** start **

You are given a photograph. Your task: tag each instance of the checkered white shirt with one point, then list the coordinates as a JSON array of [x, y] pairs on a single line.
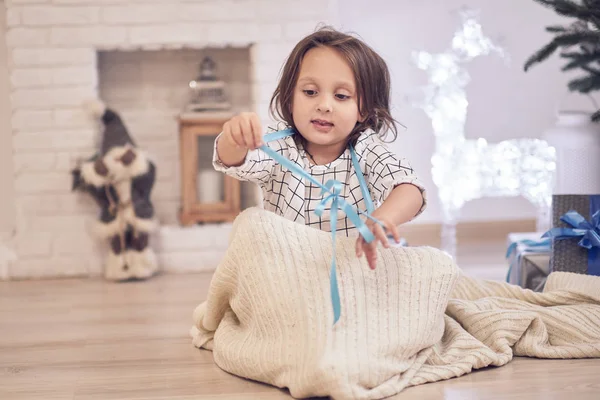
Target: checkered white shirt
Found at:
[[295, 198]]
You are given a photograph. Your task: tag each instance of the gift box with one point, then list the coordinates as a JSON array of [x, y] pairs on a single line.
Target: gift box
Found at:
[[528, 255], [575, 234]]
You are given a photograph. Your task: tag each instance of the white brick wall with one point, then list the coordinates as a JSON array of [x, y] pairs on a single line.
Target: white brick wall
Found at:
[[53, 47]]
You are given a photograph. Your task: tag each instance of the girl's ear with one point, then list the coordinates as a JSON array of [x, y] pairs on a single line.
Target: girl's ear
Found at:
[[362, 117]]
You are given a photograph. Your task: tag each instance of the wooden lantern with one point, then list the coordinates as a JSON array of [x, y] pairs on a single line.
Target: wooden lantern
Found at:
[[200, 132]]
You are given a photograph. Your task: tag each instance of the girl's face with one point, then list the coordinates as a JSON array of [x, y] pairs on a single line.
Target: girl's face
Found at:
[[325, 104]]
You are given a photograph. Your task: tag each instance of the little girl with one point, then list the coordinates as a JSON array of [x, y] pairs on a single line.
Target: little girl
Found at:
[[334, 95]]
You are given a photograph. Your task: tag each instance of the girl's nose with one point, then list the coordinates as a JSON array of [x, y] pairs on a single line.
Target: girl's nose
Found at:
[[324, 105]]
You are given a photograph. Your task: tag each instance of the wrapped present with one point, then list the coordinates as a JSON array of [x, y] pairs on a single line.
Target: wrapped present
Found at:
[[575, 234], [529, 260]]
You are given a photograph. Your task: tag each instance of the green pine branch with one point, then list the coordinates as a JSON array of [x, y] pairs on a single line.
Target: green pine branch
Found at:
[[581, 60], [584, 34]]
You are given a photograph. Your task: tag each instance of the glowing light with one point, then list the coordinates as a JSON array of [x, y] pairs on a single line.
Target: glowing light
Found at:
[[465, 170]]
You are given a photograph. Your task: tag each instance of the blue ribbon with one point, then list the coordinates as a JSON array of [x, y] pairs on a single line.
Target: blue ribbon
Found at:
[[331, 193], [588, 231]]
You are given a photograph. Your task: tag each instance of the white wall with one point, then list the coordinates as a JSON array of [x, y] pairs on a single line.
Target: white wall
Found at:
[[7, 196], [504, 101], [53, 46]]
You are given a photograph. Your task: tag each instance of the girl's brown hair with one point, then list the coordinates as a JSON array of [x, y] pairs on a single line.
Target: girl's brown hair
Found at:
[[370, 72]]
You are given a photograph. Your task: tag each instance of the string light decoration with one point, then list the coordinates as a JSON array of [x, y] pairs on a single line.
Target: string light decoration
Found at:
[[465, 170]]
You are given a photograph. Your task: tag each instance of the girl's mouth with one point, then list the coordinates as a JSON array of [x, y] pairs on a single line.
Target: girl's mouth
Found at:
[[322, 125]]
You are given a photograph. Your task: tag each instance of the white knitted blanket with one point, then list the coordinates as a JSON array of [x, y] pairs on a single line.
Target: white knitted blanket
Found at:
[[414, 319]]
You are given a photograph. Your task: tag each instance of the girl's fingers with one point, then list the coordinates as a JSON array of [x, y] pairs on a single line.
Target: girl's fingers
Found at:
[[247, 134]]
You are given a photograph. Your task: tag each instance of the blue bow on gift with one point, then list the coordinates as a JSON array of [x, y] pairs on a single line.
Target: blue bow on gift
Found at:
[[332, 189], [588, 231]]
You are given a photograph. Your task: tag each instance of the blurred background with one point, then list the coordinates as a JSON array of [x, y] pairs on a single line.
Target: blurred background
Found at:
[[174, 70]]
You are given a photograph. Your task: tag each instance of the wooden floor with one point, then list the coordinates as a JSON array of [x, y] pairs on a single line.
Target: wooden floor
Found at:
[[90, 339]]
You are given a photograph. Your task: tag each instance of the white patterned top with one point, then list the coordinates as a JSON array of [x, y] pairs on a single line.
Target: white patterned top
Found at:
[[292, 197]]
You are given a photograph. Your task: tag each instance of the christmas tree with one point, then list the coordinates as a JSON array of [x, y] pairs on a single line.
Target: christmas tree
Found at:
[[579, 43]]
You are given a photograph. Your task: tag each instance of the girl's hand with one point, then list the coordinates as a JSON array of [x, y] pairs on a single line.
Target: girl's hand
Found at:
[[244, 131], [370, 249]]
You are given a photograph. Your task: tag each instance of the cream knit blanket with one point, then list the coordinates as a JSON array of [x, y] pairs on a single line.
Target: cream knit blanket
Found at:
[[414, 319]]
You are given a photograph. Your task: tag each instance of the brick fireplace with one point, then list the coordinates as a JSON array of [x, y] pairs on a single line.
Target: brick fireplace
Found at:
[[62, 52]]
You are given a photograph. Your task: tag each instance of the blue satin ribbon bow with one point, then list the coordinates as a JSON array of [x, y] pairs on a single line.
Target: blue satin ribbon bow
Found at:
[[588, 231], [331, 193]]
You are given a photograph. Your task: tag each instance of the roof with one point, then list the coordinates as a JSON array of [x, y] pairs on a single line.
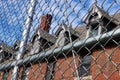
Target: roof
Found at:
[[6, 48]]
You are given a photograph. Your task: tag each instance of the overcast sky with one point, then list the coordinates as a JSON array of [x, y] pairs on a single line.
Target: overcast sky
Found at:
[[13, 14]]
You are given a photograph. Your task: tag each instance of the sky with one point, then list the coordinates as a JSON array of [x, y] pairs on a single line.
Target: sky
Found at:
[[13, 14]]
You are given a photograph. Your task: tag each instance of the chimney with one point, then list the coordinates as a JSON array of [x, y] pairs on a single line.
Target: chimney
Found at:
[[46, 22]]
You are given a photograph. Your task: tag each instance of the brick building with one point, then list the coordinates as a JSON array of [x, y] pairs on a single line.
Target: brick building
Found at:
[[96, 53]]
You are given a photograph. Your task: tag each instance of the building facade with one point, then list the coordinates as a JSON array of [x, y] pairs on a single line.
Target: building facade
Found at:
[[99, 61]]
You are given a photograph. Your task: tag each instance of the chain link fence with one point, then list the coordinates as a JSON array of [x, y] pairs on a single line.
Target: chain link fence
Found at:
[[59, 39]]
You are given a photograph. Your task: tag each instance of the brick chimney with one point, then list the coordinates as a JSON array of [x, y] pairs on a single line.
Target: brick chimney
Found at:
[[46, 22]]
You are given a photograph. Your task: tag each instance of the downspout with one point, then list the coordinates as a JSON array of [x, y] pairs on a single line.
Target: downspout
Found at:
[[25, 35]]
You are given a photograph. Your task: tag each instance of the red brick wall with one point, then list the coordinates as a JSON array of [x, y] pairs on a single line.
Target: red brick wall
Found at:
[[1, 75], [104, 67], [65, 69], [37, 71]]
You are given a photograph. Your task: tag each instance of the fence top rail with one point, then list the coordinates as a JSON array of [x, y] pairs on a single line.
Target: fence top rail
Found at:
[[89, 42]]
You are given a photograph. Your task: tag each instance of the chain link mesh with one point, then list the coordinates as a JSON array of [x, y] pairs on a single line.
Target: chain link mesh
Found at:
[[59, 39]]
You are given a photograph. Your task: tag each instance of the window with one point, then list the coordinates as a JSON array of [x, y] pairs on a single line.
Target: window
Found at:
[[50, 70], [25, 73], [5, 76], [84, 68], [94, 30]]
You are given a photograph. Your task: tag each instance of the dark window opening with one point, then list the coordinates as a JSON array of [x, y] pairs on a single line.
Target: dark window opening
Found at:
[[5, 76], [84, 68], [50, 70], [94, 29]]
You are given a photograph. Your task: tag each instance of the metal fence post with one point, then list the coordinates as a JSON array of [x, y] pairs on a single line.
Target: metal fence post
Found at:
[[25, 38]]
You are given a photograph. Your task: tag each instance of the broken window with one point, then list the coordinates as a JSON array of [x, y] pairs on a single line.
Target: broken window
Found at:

** end **

## SET PROBLEM
Reproduce every item above verbatim, omitting the pictures.

## ANSWER
You are given a photograph. Your task: tag each instance of the checkered white shirt with one point, then list the coordinates as a JSON array of [x, y] pairs on a single line.
Target: checkered white shirt
Found at:
[[295, 198]]
You are given a photograph. Your task: tag each instance of the gift box with one point, then list the coordinates as a JSON array of [x, y] pairs on a single line.
Target: gift box
Found at:
[[528, 255], [575, 234]]
You are given a photograph. Your task: tag each instance of the white brick wall with one point, then list the coordinates as a JSON array of [x, y] pairs on a single line.
Target: white brick wall
Found at:
[[53, 47]]
You are given a photograph. Your task: tag each instance of the girl's ear with one point, then list the coordinates as a JSON array of [x, y] pairs on a single line.
Target: girl's ear
Found at:
[[362, 117]]
You are given a photograph. Your task: tag each instance of the wooden lantern with one point, then list the coordinates as a JSON array of [x, y] pairs on a single line.
Target: wooden lantern
Found at:
[[200, 132]]
You are given a photograph. Your task: tag each instance of the girl's face with one point, then list the coordinates as a JSON array of [x, y] pairs on a single line.
Target: girl's face
Found at:
[[325, 104]]
You are given a photograph. Your task: tag each instance of the little girl with one point, then list the coordinates as a JSON array of [x, y] pairs on a single line.
Target: little girl
Found at:
[[334, 95]]
You are given a photograph. Your task: tag each instance of the girl's nose with one point, then list the coordinates as a JSON array of [x, y] pairs on a single line.
Target: girl's nose
Found at:
[[324, 105]]
You are given a photograph. Your task: tag each instance of the wrapped present with one point, then list the coordinates as a JSON array of [x, y] pairs on a single line.
Target: wrapped present
Found at:
[[575, 234], [529, 260]]
You are given a photograph. Your task: tag each instance of the green pine branch with one point, then list the coordinates as a JSON array of [x, y] pairs on a single line.
Target: green pine branch
Found at:
[[581, 60], [584, 34]]
You are given a photograph. Your task: tag each instance of the glowing light with one point, then list the coordinates as a JSON array of [x, y] pairs on a single line.
Target: glowing light
Found at:
[[465, 170]]
You are given a photograph. Your task: tag each instance of the blue ribbon with one point, then list the coordinates as a JSON array of [x, y] pairs on a single line.
Target: blue ribbon
Found at:
[[331, 193], [588, 231]]
You are given a photograph. Your task: tag each instance of the white wall with one point, then list the coordinates as a JSON array of [x, y] pairs on a single line.
Target: white wall
Found at:
[[7, 196], [504, 101], [53, 46]]
You are given a photograph. Your task: tag each instance of the girl's brown hair with one point, then list the coordinates as a JSON array of [x, y] pairs on a single line.
Target: girl's brown hair
Found at:
[[370, 72]]
You are given a photograph. Your task: tag each instance of the string light decoration with one point, then list the coordinates as a JSON array of [x, y] pairs on a single line.
Target: string light decoration
Found at:
[[465, 170]]
You are given a photograph. Your task: tag each instance of the girl's mouth with one point, then list the coordinates as a JSON array of [x, y] pairs on a single line.
Target: girl's mouth
Found at:
[[322, 125]]
You are given a photograph. Your task: tag each instance of the white knitted blanket with one point, then list the coordinates as a JSON array of [x, y] pairs on a single line.
Target: white knitted blanket
Found at:
[[414, 319]]
You are given a photograph. Your task: tag each instance of the girl's fingers with one point, then list the coordinates as a JSON array of [x, y] pairs on a single line.
Target: girl's fingers
Found at:
[[247, 134]]
You are given a photograph. Your task: tag each instance of the blue bow on gift with one point, then list the coordinates as a JSON array of [x, y] pairs on a single line.
Target: blue bow on gift
Found at:
[[332, 189], [588, 231]]
You are given a photograph. Your task: tag each instance of the blurred background with one point, then list the coordinates as a JSON array of [x, y] pairs on a single line.
Target: blurred background
Found at:
[[174, 70]]
You are given a photograph. Your task: tag each instance of the wooden floor with one point, then list the coordinates as a JSON array of [x, y] pairs on a single line.
Target: wooden floor
Found at:
[[90, 339]]
You are given a photograph. Your task: tag each instance of the white patterned top with one point, then list the coordinates as a JSON array of [x, y] pairs on a single line.
Target: white patterned top
Found at:
[[292, 197]]
You are given a photograph. Your task: tag each instance of the christmas tree with one point, then list the coordinates as a JSON array of [x, y] pairs on a single line.
Target: christmas tree
Found at:
[[579, 43]]
You are given a photograph. Your task: tag each instance of the girl's hand with one point, then list the coordinates as a JSON array of [x, y] pairs on a single line.
Target: girl's hand
Found at:
[[244, 131], [370, 249]]
You are given a photograph. Your task: tag each instance of the cream knit blanket with one point, then list the coordinates as a JSON array of [x, y] pairs on a single line.
Target: cream knit blanket
Found at:
[[414, 319]]
You are given a photograph. Your task: tag each instance of the brick fireplace with one point, then list the coordinates as a JSON array of [x, y] pairs on a single line.
Target: brick fireplace
Found at:
[[62, 52]]
You are given a photograph. Your task: tag each instance of the blue satin ribbon bow with one point, then list the coordinates as a JSON array of [x, y] pairs on a single line.
Target: blue satin ribbon bow
Found at:
[[588, 231], [331, 193]]
You are given a photograph. Your task: tag each instance of the roof with one point, then list the coordinates as a JSON array of [x, y] pairs on a single line.
Target: roof
Found at:
[[6, 48]]
You are given a photograph. Your task: tag each instance of the overcast sky with one point, then list the coordinates as a JSON array of [x, y] pairs on a single line.
Target: overcast sky
Found at:
[[13, 14]]
You are given a photograph. Your task: tag each instance of the sky with one point, then list the coordinates as a JSON array of [x, y] pairs on a single line.
Target: sky
Found at:
[[13, 14]]
You are given a photograph. Your task: tag each instance of the chimney with one point, then list the coordinates as a JSON array of [x, y] pairs on a single line.
Target: chimney
Found at:
[[46, 22]]
You are given a photograph. Your task: tag each instance of the brick building with one point, then list the coordinates as a JSON array of [x, y] pairs on a single line.
Target: brick building
Found at:
[[96, 53]]
You are given a photograph. Your task: tag each instance of the building facade with one point, then list the coordinates as a JSON array of [x, y] pairs on a single line.
Target: building facade
Found at:
[[99, 61]]
You are given a photograph. Your task: tag each instance of the chain link fence with one point, then list the coordinates as a JSON array of [x, y] pairs on a single line.
Target: chain link fence
Found at:
[[59, 39]]
You are given a photograph. Your task: tag each instance of the brick chimney with one point, then list the coordinates as a JSON array of [x, y] pairs on a single line.
Target: brick chimney
Found at:
[[46, 22]]
You are given a photograph. Your task: tag each instance of the downspout with one point, then list the coordinates as a JSON array of [x, y] pairs on a single line.
Target: downspout
Found at:
[[25, 35]]
You are given a photograph. Your task: tag each instance of the red brick wall with one point, then list the coordinates as a JSON array of [x, y] pairs on a single line.
Target: red brick wall
Found at:
[[1, 75], [104, 67], [65, 69], [37, 71]]
You are given a photograph. Your task: tag each instance of the fence top rail with one point, then list the coordinates as a JSON array of [x, y] pairs on a single line.
Target: fence top rail
Found at:
[[89, 42]]
You are given a photograph. Your task: tag each instance of the chain link mesh with one point, then list the coordinates as a JSON array of [x, y] pairs on a single line.
Target: chain link mesh
Found at:
[[59, 39]]
You are given a photograph. Your task: tag each instance of the window with one point, then list the coordinates as a JSON array of [x, y] pairs on a single line.
Target: window
Found at:
[[50, 70], [25, 73], [5, 76], [84, 68], [94, 30]]
You are given a photograph. Your task: tag each instance of the dark window opening with one point, then list the coordinates as a JSON array of [x, y] pairs on a single line.
Target: dark window opening
Found at:
[[5, 76], [84, 68], [50, 70], [94, 29]]
You are given a photograph. Your task: tag each instance of the metal fence post with one point, then list the coordinates as a JSON array of [x, y] pairs on a single line.
Target: metal fence post
Found at:
[[25, 38]]
You are given a photograph. Your task: tag each instance of the broken window with one point, then list the coordinates as a JSON array of [x, y] pairs on a single line.
Target: broken window
Found at:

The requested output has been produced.